OBJECTIVE:
Present the lines below as a numbered list, leaving out any blank lines.

PROVIDED RECORDS:

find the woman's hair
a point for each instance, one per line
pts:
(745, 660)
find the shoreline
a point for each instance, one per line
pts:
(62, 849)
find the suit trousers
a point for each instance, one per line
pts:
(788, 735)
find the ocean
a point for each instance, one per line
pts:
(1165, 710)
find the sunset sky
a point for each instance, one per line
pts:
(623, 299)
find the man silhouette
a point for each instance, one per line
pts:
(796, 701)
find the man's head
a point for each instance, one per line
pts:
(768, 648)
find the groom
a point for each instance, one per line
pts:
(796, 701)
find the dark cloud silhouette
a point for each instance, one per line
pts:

REPLY TO THE EXERCISE:
1. find the woman's hair
2. a point for each instance, one per line
3. pts:
4. (745, 660)
5. find the shoreline
6. a point for each instance, one per line
7. pts:
8. (62, 849)
9. find the suit trousers
10. a point for each instance, one per line
11. pts:
12. (788, 735)
13. find the ocean
14. a point for each instance, one per line
15. pts:
16. (1165, 710)
17. find the sunset sky
18. a point for each instance, one per line
19. pts:
20. (623, 299)
21. find the man silhouette
22. a point for each instance, one per line
23. pts:
24. (796, 701)
25. find the man's head
26. a point for each instance, one per line
27. pts:
28. (768, 648)
29. find the groom
30. a point for each instance, one per line
31. pts:
32. (796, 701)
33. find the dark cloud silhouette
34. a point for each instance, one per line
35. pts:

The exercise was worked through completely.